Dataset records about object locations
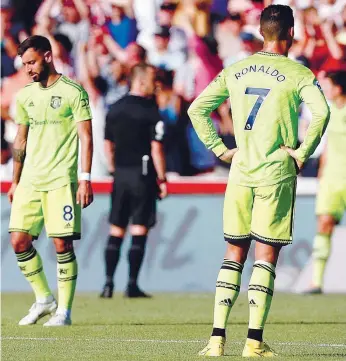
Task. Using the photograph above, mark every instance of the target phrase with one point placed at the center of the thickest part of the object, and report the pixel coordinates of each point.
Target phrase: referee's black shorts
(134, 197)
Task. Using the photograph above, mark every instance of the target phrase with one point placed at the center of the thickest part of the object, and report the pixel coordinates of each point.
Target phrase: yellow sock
(30, 263)
(227, 291)
(260, 293)
(321, 252)
(67, 279)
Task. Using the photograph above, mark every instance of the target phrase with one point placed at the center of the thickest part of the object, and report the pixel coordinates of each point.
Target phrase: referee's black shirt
(132, 123)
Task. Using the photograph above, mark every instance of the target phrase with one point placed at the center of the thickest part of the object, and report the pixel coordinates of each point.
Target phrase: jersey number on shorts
(261, 93)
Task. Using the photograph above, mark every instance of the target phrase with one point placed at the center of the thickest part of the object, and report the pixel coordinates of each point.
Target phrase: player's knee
(322, 247)
(21, 242)
(267, 253)
(63, 245)
(116, 231)
(237, 253)
(325, 225)
(138, 230)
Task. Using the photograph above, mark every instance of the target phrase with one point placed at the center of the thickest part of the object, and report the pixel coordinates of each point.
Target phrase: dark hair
(275, 22)
(139, 69)
(338, 78)
(165, 77)
(36, 42)
(64, 41)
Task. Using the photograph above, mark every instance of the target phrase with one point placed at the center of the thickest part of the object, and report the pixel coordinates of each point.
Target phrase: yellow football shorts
(57, 210)
(331, 198)
(264, 214)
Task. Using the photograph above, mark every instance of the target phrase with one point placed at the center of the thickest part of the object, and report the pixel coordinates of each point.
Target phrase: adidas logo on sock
(226, 302)
(252, 303)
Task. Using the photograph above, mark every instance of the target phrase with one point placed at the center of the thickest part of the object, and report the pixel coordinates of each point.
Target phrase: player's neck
(276, 47)
(340, 101)
(52, 78)
(137, 92)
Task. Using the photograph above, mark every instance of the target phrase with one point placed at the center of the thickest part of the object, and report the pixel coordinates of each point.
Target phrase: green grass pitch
(172, 327)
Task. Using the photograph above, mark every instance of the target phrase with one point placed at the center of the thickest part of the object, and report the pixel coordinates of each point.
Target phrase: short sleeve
(81, 108)
(108, 127)
(22, 116)
(157, 126)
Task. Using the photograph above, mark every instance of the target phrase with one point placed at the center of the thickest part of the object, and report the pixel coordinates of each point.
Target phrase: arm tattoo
(19, 155)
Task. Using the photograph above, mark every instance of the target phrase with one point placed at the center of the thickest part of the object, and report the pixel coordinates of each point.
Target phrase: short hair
(338, 78)
(36, 42)
(139, 69)
(275, 22)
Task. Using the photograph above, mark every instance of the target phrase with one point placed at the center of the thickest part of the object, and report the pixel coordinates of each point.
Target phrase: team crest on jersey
(318, 85)
(55, 102)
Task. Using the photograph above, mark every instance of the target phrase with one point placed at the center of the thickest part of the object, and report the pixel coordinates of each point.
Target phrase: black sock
(255, 334)
(219, 332)
(112, 255)
(136, 255)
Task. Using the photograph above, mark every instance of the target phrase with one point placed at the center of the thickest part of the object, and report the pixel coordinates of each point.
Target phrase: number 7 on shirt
(261, 93)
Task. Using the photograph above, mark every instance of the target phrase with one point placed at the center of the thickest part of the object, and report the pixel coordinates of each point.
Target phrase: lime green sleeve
(312, 95)
(81, 108)
(199, 112)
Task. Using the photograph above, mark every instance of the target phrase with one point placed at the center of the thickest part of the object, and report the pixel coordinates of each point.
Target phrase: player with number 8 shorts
(53, 114)
(265, 92)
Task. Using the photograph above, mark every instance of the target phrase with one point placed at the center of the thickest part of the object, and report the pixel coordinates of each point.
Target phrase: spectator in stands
(177, 39)
(121, 27)
(97, 87)
(227, 34)
(169, 107)
(73, 21)
(195, 13)
(12, 33)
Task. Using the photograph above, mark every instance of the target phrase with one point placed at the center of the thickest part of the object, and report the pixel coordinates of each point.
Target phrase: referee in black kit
(134, 149)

The request
Without the images, write out each line of the data verbatim.

Worked answer
Task. Using the photograph above, mark every instance of the target phrase with one point placed at the center of the thickest part of the object, and report the pixel coordinates of each point.
Target phrase: referee's black shorts
(134, 197)
Task. Using the photograph above, mark every instance of the target phrase with one point placed at the center of the thickest part of the object, and report the pixel coordinates of each point.
Target phrase: yellow sock
(30, 263)
(227, 291)
(260, 293)
(321, 252)
(67, 279)
Task. Using the photograph above, mark every instance of the target phrase with one point placed at the center of the thickest part of the object, and report the pixel coordinates of each point.
Target phrase: referee's black shirt
(132, 123)
Task. Using the photograph above, mark every instance of the target phrase with one point placed at the center of the thickest part of the object, and report the pixel coordinates of each point.
Target phrase: jersey number on shorts
(261, 93)
Task. Using the photograph above, mark every instance of the target phrase with one point placed at the center of the thickest part of the object, and report the pixel coordinates of each point.
Target phrase: player's knee
(322, 247)
(21, 242)
(267, 253)
(63, 245)
(116, 231)
(237, 253)
(325, 225)
(138, 230)
Task. Using the photograph above, mark every instance of the target phrase with one point placed at the center of the thickest part of the object, and report the pixel coordinates of each point.
Target phrase: dark hair
(275, 22)
(139, 69)
(338, 78)
(165, 77)
(36, 42)
(64, 41)
Task. Using the photograph above, mark every instance of the target phrase with one point placed at the center of the thickest part of the object, and report the pixel coordinates of each point.
Target phrase: yellow football shorts
(57, 210)
(331, 198)
(264, 214)
Task. Using the photograph above, mark every instance of the target phrase with one point placed at the center of the thickest part of the object, and report the pixel coordinates of each point.
Target phrase: adidas logo on sock
(226, 302)
(252, 303)
Task. Using the photograph above, mark every instance of the target phrase with one point placed at the center of the thickest part of the object, and report the pixel coordinates of each point.
Target phrase: player's neck
(276, 47)
(340, 101)
(52, 78)
(137, 92)
Task. Using the photograph above, mark every instance of the target phrase with one point placed at the center of the thickest part of the object, and report the pixel coordinates of each point.
Target phrase: green grass pitch
(172, 327)
Task. Using the photograph above, mark every instance of the target phrase with one point placed at the center of the thickest part of the object, and report the pixel coordinates of each point.
Target phrase: short sleeve
(81, 108)
(108, 127)
(22, 116)
(157, 126)
Task. Using the photograph above, mark every instance of the target phrase with one point placed at the center of the thickest part of the object, and report the pixel coordinates of each point.
Target phrase: arm tattoo
(19, 155)
Task. Using the photograph above, mark every instance of the target phrase with one point placed at the center of the thickest part of the object, and report the pixel coordinates of each point.
Target phrase: short hair
(338, 78)
(36, 42)
(139, 69)
(275, 22)
Task. Using the photograph above, mark every instance of the target phrase with one point placed at the center of the thickest part of the object, and report the pixel coordinates of each point.
Target phrase: team crest on jersey
(318, 85)
(55, 102)
Task. Using the photograph above, mark every instance of the target phrase with one point placed at the center of the thickest part of the object, and report the pixel coordinates of each point.
Target phrase: black sock
(255, 334)
(219, 332)
(112, 255)
(136, 255)
Task. Using the photograph above, mark every instance of the target phrase with one point placed at the center of the thickest part of the object, and report the pixel coordinates of each point.
Target phrase: number 7 on shirt
(261, 93)
Task. Using the photograph above, mark every instance of the target phrase with one point placed at the center of the thickest part of the object, and report the pixel coordinates of each point.
Target phrase: lime green sleeve
(312, 95)
(81, 108)
(199, 112)
Task. Using the photograph above, mark every instance of the target phrase with one point placed at the center of the thickest part of the object, and report the pixel coordinates of each point.
Target phrase: player with number 8 shorts
(53, 114)
(265, 92)
Task. Using the photograph above, mark every instance of the target phrase with one point placed at the center of the thickest part of the object, and report the pixel coordinates of each point.
Target phrase: spectator in stands
(177, 39)
(121, 27)
(97, 87)
(227, 34)
(169, 107)
(73, 21)
(195, 13)
(12, 33)
Task. Using the photograph above, mark every instance of the target phrase with one point placed at the center of the thickest part of the object, and report the pixel coordinates of each point.
Target phrase: referee in black kit
(134, 149)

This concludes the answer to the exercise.